Source text:
=== Begin Enclosure ===
Date : 00.00.00
Name of the Patient : Abc XyzAli Essa Al-Sablmn / F / 40 yrs
Referred by : Dr. Abc Xyzrani.
Examination : M.R.I. of Sella & Perisellar Region.
CLINICAL PROFILE :
C/O progressive loss of vision of the left eye since 6-7 years.
M.R.I of the sella & perisellar region was performed using the following parameters :
3 mm thick T1 Weighted and T2 Weighted coronal images.
3 mm thick T1 Weighted sagittal images.
After contrast administration, the sella and perisellar region was scanned with 3 mm thick T1 Weighted sagittal and coronal images and 3 mm thick T1 Weighted sagittal images with fat saturation. The brain was screened with 5 mm thick T2 Weighted axial images with magnetization transfer after contrast administration.
There is seen a well-marginated, lobulated, approximately 2.0 x 1.5 x 2.8 cms sized intermediate signal intensity mass lesion on the T1 Weighted images in the sella and suprasellar region, extending posteriorly along the floor of the anterior cranial fossa (along the planum sphenoidale). This lesion appears isointense to grey matter on the T2 Weighted images.
=== End Enclosure ===
[Records from a dataset]
=== Begin Enclosure ===
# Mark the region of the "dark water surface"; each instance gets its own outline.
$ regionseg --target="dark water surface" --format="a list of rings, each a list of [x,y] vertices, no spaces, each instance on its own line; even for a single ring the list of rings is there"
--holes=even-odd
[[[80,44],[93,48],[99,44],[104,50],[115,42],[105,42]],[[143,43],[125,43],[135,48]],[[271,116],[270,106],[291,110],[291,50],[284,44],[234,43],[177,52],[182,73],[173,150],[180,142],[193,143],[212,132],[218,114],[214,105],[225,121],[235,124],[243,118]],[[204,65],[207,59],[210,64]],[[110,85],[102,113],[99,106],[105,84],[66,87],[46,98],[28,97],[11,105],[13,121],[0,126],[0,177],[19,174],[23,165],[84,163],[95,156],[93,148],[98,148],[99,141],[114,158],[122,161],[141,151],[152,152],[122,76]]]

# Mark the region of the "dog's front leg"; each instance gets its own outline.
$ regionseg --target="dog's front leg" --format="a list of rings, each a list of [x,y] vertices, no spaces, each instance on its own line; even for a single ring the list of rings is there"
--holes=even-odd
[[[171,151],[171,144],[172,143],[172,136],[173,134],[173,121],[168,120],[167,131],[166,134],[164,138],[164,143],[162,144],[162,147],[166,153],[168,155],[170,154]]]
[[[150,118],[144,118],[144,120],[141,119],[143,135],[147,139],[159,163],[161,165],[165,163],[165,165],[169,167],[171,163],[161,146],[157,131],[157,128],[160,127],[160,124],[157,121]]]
=== End Enclosure ===
Please copy the MRI report from "Examination : M.R.I." up to and including "Weighted sagittal images.", swapping every "coronal" for "transverse".

Exercise response:
Examination : M.R.I. of Sella & Perisellar Region.
CLINICAL PROFILE :
C/O progressive loss of vision of the left eye since 6-7 years.
M.R.I of the sella & perisellar region was performed using the following parameters :
3 mm thick T1 Weighted and T2 Weighted transverse images.
3 mm thick T1 Weighted sagittal images.